**What you will do:** Copy the material below, from the first line through the line containing "5, 232, 30]]", leaving each request unchanged. Scale every bounding-box coordinate in the answers by 2.4, rounding to whole numbers with halves rounded up.

**Given records:**

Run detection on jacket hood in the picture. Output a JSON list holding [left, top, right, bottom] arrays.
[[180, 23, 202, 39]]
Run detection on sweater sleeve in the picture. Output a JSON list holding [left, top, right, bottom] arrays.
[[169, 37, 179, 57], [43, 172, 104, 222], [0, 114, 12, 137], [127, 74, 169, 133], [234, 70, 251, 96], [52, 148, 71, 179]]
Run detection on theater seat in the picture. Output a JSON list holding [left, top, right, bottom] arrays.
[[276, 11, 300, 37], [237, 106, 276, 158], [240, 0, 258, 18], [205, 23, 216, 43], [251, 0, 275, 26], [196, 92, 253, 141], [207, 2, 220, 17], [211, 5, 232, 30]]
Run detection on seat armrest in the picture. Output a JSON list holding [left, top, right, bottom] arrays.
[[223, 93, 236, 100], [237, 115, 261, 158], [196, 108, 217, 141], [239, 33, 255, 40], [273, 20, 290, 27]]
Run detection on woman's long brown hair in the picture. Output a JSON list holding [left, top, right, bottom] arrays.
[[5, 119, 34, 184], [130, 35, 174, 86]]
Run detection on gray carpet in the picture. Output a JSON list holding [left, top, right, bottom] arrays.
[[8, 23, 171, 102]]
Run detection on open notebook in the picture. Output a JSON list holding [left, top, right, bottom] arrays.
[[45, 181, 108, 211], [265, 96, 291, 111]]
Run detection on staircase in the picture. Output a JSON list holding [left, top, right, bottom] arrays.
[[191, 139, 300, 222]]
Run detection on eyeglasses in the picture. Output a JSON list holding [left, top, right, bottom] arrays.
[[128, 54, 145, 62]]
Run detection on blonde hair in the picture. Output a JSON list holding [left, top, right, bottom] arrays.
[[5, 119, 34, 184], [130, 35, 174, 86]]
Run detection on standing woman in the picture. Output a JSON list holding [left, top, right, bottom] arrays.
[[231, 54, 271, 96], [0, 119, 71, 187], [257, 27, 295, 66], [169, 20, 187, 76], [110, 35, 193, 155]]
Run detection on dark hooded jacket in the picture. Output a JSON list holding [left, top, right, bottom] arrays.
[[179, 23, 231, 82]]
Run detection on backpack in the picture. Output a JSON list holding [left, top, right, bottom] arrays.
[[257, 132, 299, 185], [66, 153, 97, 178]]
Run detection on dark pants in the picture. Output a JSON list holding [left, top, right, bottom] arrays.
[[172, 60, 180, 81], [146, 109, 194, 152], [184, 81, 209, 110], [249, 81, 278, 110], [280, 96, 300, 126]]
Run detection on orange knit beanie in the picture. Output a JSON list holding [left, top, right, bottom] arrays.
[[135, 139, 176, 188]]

**Exercise response:**
Run detection on jacket hood in the picture. Output a JSON list holding [left, top, right, bottom] arrays.
[[432, 55, 485, 94]]
Run detection on sweater sleeve in the picture. Output a JSON list holding [left, top, right, bottom] arrays.
[[406, 89, 430, 137], [103, 413, 250, 533], [0, 274, 29, 329], [305, 178, 406, 319], [562, 168, 602, 230], [125, 355, 170, 430]]
Run detection on theater seat in the picture. Output a JSON list holding [left, top, right, bottom] arrays.
[[662, 26, 720, 89], [569, 254, 662, 379], [576, 0, 619, 43], [492, 55, 518, 103], [602, 0, 660, 62], [470, 221, 607, 338], [497, 5, 528, 41], [506, 12, 557, 72]]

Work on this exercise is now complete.